BRIEF 1 » According to the "Feed Your Brain" piece, why is it so hard to resist reading tabloid headlines at the checkout? Answer in one to three sentences.
BRIEF 2 » From the "Feed Your Brain" piece, echo the text starting at "That’s why it’s" and ending at "inside Beyonce’s wedding.".
BRIEF 3 » Translate this sentence from the "Feed Your Brain" piece into Spanish: "It’s the same with billboards on the side of the road, or advertisements on a city bus or taxi."

Start of PAGE EXTRACT

Feed Your Brain

The last time you stood in line at the grocery store checkout, did you struggle to avoid reading the headlines of the various trashy magazines racked in front of you?  If you haven’t noticed how difficult it is, give it a try the next time you’re in the store.

It’s the same with billboards on the side of the road, or advertisements on a city bus or taxi.

Humans (at least those that are literate) are drawn to reading stuff.  Why?

It turns out our brains are voracious learning machines.  They have evolved to consume and process information, and when it’s offered the brain will gobble it up like a greedy kid stuffing his face with candy after a successful trick-or-treating expedition.

That’s why it’s so difficult to resist reading all those tabloid headlines:  our brain is itching to learn more about why Brad and Angelina are choosing family over fame, and what went on inside Beyonce’s wedding.

[Well, that and the fact that our brains love stories, but that’s a tale for another time.]

Marketers know this and exploit it.  Take a spin through any city or mid-sized town and you’ll be barraged with words, images, and symbols designed for the dual purpose of:

  1. Satisfying your brain’s craving for more information, and
  2. Getting you to buy endless quantities of stuff

But there’s no reason why you can’t exploit it as well.

End of PAGE EXTRACT
Start of SOURCE DATA

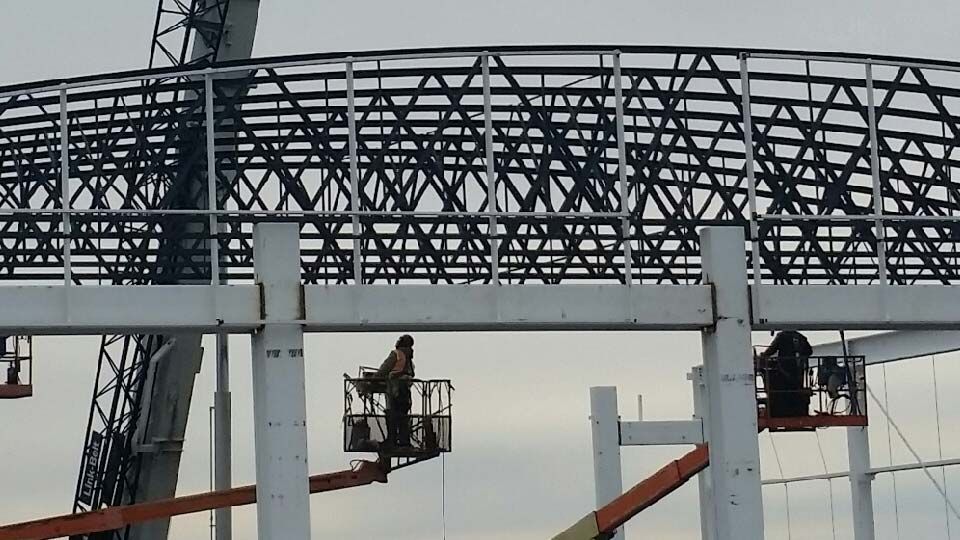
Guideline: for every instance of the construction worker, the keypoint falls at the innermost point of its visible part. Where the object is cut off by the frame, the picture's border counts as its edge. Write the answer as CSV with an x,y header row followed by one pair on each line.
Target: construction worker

End of SOURCE DATA

RESULT 1 » Our brains are voracious learning machines that evolved to consume and process information, so they take in whatever information is offered. That makes it hard to resist headlines that promise more to learn, such as news about celebrities.

RESULT 2 »
That’s why it’s so difficult to resist reading all those tabloid headlines:  our brain is itching to learn more about why Brad and Angelina are choosing family over fame, and what went on inside Beyonce’s wedding.

RESULT 3 » Lo mismo ocurre con las vallas publicitarias al costado de la carretera o con los anuncios en un autobús urbano o en un taxi.